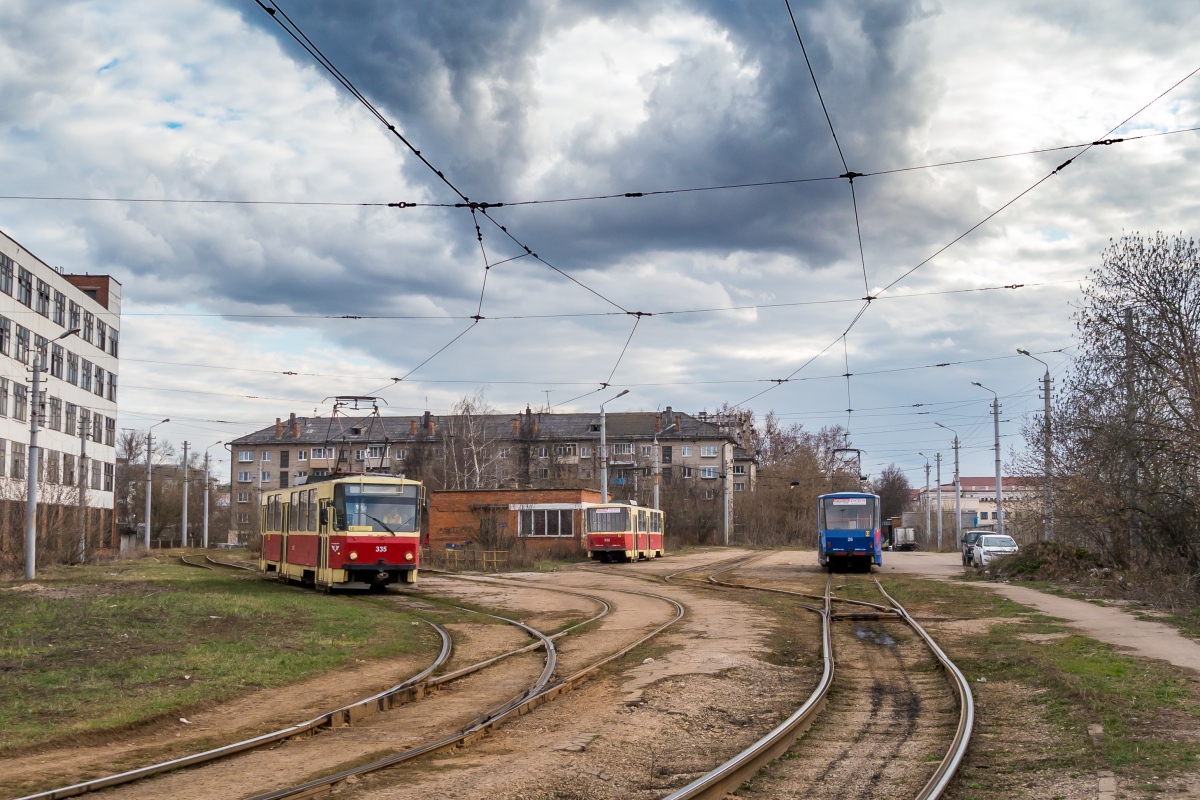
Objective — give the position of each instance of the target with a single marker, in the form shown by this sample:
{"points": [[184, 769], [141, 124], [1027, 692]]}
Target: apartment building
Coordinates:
{"points": [[39, 304], [709, 455]]}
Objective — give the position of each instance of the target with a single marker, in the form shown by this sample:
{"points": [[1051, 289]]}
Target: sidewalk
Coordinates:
{"points": [[1111, 625]]}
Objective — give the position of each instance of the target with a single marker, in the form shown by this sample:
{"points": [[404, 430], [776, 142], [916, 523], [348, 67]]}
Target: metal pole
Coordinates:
{"points": [[604, 459], [83, 491], [31, 477], [939, 458], [1000, 486], [149, 449], [205, 540], [1048, 458], [184, 522], [958, 495]]}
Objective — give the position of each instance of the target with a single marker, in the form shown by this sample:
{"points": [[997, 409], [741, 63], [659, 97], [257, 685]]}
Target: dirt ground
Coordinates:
{"points": [[733, 667]]}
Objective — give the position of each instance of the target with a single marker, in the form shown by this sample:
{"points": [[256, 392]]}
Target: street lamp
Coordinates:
{"points": [[604, 450], [958, 489], [1000, 487], [149, 450], [658, 463], [204, 542], [927, 494], [35, 415], [1047, 456]]}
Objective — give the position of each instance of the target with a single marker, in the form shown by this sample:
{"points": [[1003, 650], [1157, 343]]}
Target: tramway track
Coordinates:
{"points": [[408, 691], [520, 705], [749, 763]]}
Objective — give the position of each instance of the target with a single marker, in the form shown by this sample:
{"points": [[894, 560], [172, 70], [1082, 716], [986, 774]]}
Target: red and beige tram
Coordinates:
{"points": [[343, 531], [618, 531]]}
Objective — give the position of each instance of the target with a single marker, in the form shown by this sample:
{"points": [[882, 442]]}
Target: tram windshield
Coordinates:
{"points": [[849, 513], [379, 507]]}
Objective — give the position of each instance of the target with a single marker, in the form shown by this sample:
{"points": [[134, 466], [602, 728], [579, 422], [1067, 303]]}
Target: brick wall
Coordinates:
{"points": [[484, 519]]}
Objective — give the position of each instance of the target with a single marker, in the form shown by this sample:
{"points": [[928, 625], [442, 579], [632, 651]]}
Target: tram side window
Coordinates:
{"points": [[607, 519]]}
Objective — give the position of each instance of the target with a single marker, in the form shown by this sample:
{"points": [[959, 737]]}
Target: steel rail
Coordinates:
{"points": [[745, 764], [480, 728], [949, 764], [733, 773], [346, 714]]}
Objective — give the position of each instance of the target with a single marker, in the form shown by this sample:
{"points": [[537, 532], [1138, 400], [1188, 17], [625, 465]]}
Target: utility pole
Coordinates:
{"points": [[83, 489], [184, 522], [604, 450], [35, 414], [1000, 486], [937, 457], [927, 494], [149, 474], [1048, 449], [31, 477]]}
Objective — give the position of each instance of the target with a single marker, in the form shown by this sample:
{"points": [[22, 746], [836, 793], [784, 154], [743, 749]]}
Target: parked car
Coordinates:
{"points": [[991, 546], [969, 540]]}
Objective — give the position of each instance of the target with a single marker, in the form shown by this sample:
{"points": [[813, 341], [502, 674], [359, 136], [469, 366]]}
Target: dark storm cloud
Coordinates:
{"points": [[461, 86]]}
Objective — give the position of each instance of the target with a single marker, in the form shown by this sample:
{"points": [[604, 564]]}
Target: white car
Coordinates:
{"points": [[990, 546]]}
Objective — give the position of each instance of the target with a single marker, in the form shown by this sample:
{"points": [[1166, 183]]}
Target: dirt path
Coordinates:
{"points": [[1141, 637]]}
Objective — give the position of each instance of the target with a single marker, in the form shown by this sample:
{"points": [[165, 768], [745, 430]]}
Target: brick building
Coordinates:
{"points": [[495, 518], [711, 456]]}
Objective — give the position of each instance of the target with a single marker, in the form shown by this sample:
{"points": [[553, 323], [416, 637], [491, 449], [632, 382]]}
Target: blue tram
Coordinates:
{"points": [[849, 531]]}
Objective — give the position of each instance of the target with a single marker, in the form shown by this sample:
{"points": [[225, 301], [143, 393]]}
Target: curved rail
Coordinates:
{"points": [[480, 727], [949, 764], [745, 764], [346, 714]]}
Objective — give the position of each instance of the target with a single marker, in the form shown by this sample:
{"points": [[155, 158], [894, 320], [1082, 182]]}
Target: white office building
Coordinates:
{"points": [[77, 439]]}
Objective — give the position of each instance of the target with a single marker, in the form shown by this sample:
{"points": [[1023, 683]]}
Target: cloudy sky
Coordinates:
{"points": [[539, 100]]}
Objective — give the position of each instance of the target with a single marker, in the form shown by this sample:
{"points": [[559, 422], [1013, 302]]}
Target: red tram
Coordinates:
{"points": [[618, 531], [343, 531]]}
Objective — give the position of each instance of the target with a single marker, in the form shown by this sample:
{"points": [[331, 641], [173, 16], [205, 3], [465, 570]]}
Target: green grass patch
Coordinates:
{"points": [[102, 647], [1073, 681]]}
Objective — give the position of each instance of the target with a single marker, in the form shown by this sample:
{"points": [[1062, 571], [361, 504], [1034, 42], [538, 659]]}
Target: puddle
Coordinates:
{"points": [[877, 637]]}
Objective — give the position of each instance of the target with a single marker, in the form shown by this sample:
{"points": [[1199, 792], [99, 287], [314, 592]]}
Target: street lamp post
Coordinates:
{"points": [[149, 470], [958, 487], [1047, 456], [658, 463], [927, 494], [1000, 487], [207, 492], [35, 414], [604, 450]]}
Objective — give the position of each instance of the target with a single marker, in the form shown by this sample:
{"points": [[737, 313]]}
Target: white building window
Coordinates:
{"points": [[550, 522]]}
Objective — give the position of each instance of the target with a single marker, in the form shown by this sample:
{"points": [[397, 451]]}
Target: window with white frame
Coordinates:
{"points": [[546, 523]]}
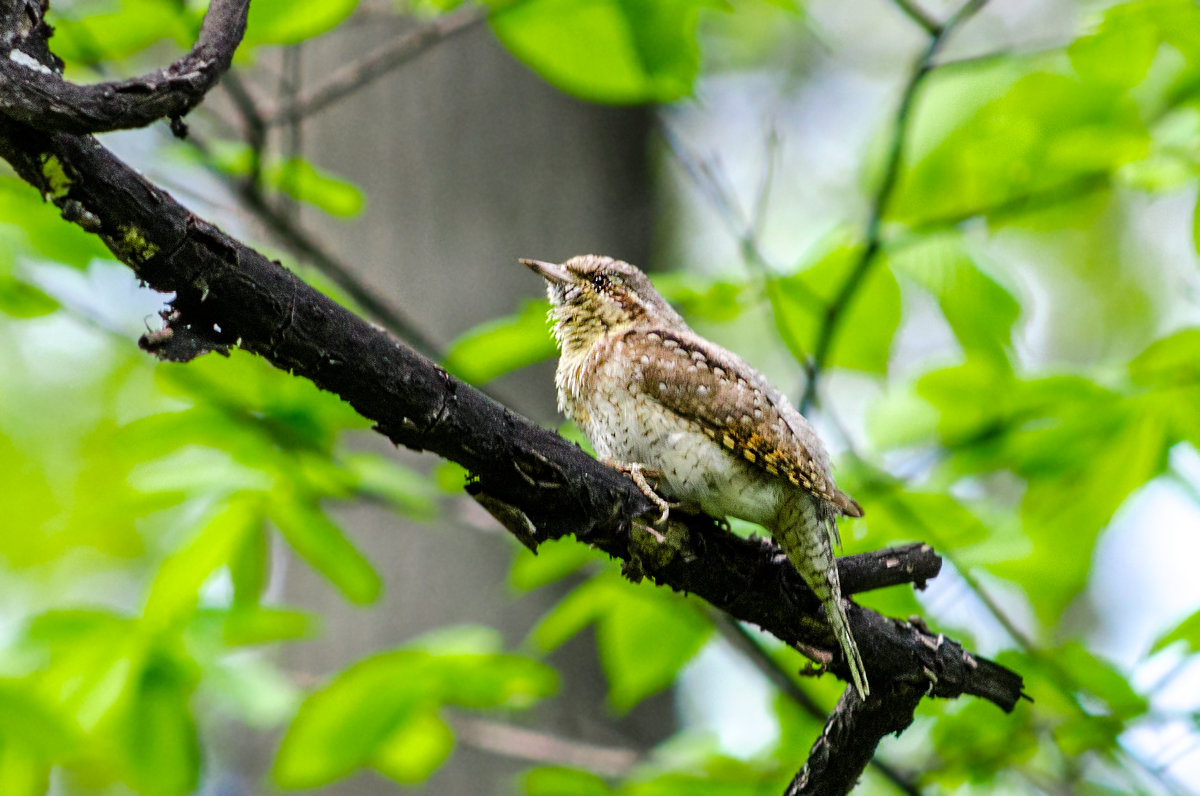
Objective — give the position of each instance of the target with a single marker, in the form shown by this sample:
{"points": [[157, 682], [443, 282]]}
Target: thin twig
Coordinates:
{"points": [[375, 65], [250, 191], [33, 90], [534, 746], [919, 16], [862, 267]]}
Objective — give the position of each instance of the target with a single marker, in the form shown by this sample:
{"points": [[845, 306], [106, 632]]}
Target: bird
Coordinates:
{"points": [[660, 402]]}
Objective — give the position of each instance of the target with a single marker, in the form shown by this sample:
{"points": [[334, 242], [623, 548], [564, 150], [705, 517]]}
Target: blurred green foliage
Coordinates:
{"points": [[175, 479]]}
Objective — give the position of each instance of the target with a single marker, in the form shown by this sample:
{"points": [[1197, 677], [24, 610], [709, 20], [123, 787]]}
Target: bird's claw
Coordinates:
{"points": [[637, 473]]}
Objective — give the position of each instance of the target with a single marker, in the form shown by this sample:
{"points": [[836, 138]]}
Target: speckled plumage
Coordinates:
{"points": [[649, 391]]}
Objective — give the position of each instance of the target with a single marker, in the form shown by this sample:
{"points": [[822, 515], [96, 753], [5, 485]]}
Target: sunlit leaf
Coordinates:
{"points": [[23, 300], [367, 713], [646, 634], [405, 489], [552, 562], [160, 736], [288, 22], [501, 346], [606, 51], [1188, 630], [978, 309], [1047, 132], [35, 227], [305, 183], [175, 588], [97, 33], [325, 546], [558, 780], [415, 749]]}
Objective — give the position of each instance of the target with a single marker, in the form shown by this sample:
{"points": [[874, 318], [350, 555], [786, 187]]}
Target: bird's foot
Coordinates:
{"points": [[639, 472]]}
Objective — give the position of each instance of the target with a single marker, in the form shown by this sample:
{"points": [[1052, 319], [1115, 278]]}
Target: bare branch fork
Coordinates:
{"points": [[539, 485]]}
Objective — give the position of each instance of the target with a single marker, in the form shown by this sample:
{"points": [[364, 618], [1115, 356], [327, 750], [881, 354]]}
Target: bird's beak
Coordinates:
{"points": [[549, 271]]}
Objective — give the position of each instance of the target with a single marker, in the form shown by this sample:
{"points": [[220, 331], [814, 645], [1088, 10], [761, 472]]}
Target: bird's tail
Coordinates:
{"points": [[807, 533], [837, 616]]}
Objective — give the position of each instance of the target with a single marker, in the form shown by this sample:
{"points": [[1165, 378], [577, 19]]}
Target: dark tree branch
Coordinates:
{"points": [[851, 735], [862, 267], [33, 91], [737, 635], [372, 66]]}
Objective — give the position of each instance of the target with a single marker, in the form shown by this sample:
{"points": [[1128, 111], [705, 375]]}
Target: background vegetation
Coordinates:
{"points": [[963, 237]]}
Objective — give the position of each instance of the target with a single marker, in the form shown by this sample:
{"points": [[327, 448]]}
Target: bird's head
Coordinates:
{"points": [[593, 297]]}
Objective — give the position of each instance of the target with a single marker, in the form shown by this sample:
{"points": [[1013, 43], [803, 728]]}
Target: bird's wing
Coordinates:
{"points": [[736, 406]]}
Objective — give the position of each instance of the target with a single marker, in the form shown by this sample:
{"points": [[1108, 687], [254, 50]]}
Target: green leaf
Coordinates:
{"points": [[322, 544], [250, 567], [606, 51], [869, 321], [415, 749], [1102, 681], [977, 741], [645, 641], [263, 624], [1188, 630], [93, 660], [369, 713], [177, 585], [406, 490], [559, 780], [1170, 361], [42, 731], [645, 634], [502, 346], [978, 309], [160, 736], [35, 227], [715, 300], [107, 31], [1117, 54], [1063, 512], [340, 726], [21, 299], [1044, 132], [289, 22], [1195, 226], [552, 562], [305, 183]]}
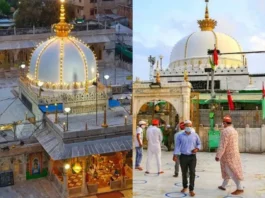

* * * *

* The request
Please show each line from the rows above that contains the word "lamp".

* Finished exercise
Target: street lamp
Target: street lamp post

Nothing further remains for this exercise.